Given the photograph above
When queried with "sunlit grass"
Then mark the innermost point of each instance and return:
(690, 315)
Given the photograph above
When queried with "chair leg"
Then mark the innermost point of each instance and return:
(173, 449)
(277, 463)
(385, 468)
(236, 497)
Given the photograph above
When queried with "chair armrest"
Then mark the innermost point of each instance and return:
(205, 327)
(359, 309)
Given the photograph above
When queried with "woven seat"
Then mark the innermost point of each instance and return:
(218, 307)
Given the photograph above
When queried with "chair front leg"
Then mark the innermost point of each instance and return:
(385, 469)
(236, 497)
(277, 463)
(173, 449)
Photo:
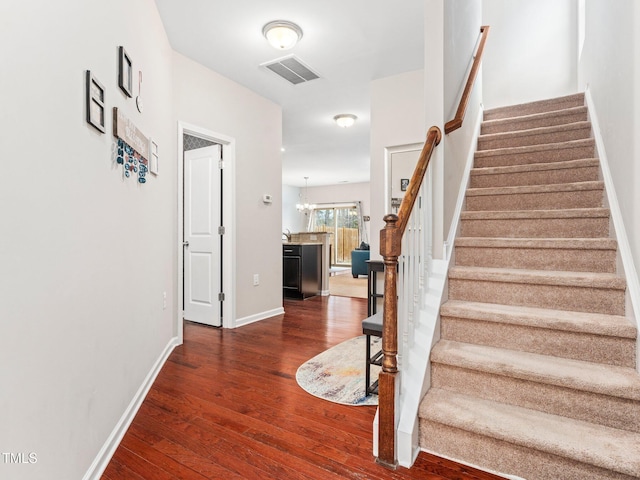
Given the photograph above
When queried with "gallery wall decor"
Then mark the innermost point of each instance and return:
(133, 147)
(125, 72)
(139, 104)
(153, 157)
(95, 94)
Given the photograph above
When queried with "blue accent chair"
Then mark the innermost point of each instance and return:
(359, 262)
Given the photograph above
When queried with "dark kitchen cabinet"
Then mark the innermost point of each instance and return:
(301, 270)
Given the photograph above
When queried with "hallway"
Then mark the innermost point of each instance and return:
(226, 405)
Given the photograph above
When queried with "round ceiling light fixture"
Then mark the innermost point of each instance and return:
(282, 34)
(345, 120)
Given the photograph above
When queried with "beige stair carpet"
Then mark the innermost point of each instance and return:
(534, 375)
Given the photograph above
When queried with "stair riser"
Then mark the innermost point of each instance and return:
(612, 412)
(559, 343)
(505, 457)
(536, 201)
(536, 228)
(534, 108)
(506, 158)
(514, 125)
(570, 260)
(523, 140)
(543, 177)
(558, 297)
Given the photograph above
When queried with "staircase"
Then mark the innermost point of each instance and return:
(534, 375)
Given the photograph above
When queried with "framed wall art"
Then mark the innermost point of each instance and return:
(153, 157)
(125, 72)
(95, 102)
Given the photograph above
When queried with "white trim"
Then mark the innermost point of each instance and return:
(259, 316)
(103, 458)
(630, 272)
(228, 212)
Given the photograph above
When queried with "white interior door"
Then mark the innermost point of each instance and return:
(202, 259)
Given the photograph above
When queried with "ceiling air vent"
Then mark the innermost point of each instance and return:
(291, 69)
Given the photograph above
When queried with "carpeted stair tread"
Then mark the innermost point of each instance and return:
(543, 173)
(591, 377)
(535, 136)
(534, 197)
(538, 106)
(545, 153)
(569, 254)
(561, 223)
(605, 447)
(539, 277)
(524, 189)
(525, 122)
(537, 214)
(544, 243)
(581, 322)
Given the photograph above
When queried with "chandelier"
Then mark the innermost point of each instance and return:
(305, 207)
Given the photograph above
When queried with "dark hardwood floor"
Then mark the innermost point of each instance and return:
(227, 406)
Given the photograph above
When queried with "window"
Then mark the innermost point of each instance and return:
(344, 222)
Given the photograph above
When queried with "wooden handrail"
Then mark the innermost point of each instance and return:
(456, 122)
(390, 249)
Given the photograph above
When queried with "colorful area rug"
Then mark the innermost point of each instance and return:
(338, 374)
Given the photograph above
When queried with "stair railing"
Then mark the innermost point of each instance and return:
(456, 122)
(391, 239)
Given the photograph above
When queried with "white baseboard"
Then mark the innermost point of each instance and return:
(103, 458)
(258, 316)
(624, 249)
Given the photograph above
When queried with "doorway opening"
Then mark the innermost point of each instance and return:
(190, 139)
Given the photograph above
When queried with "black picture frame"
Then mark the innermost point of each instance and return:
(125, 72)
(95, 102)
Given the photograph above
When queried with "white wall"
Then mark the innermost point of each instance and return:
(348, 192)
(461, 32)
(292, 219)
(531, 50)
(397, 118)
(209, 100)
(609, 67)
(85, 254)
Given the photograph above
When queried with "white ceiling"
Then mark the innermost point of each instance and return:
(347, 42)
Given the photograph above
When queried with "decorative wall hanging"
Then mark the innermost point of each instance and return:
(139, 96)
(133, 147)
(153, 157)
(125, 72)
(95, 102)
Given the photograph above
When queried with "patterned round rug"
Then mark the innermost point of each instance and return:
(338, 374)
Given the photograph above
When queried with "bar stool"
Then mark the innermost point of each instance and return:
(372, 326)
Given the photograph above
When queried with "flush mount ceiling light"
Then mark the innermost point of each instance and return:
(282, 34)
(345, 120)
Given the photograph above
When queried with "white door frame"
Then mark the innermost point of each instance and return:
(228, 214)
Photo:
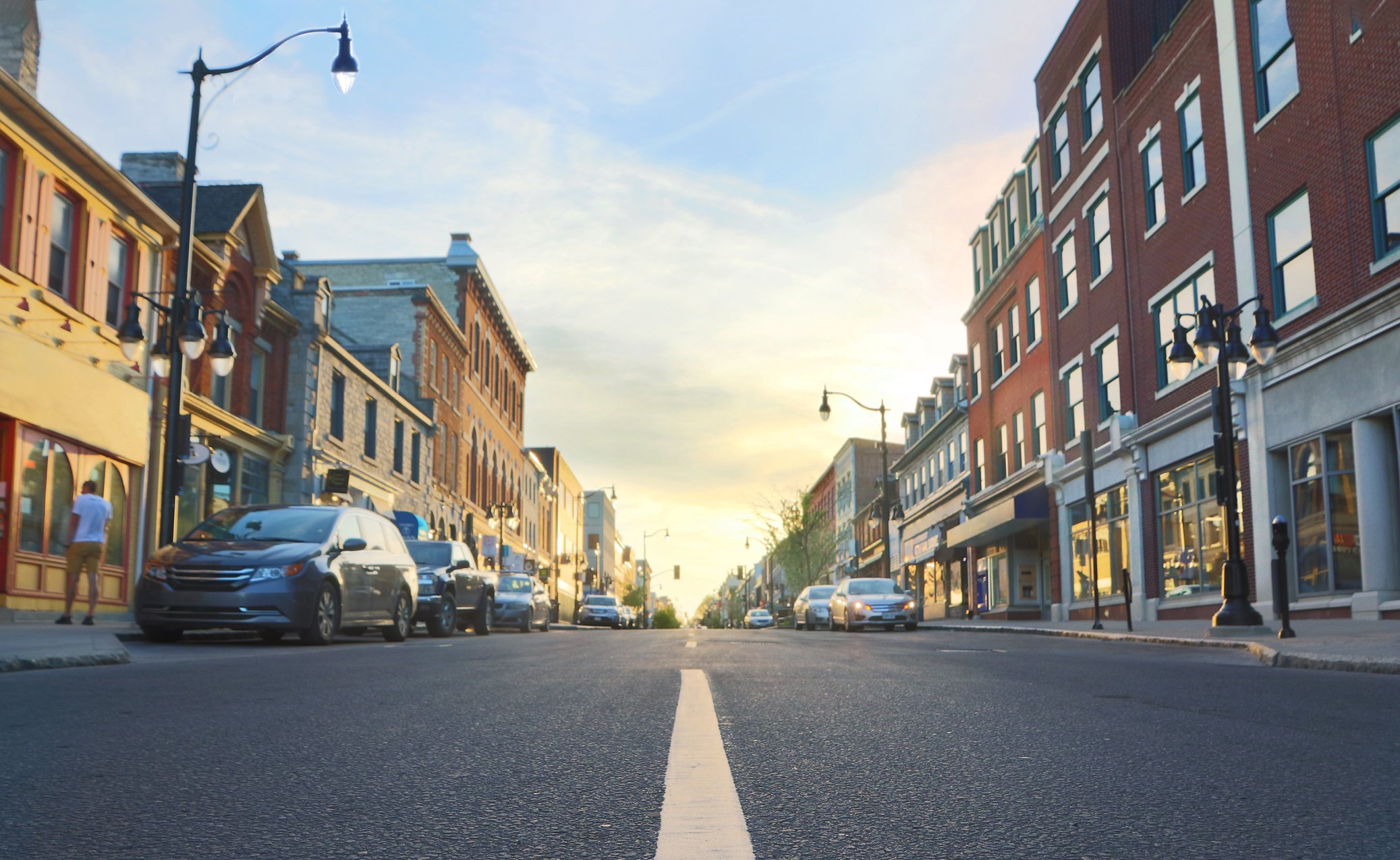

● **AIM**: Extract each line from the listing above that contains the word "round", copying it unchanged.

● **OUTPUT FOR THIS EXERCISE**:
When queried with "round ceiling light fixture"
When queried with "patterned round rug"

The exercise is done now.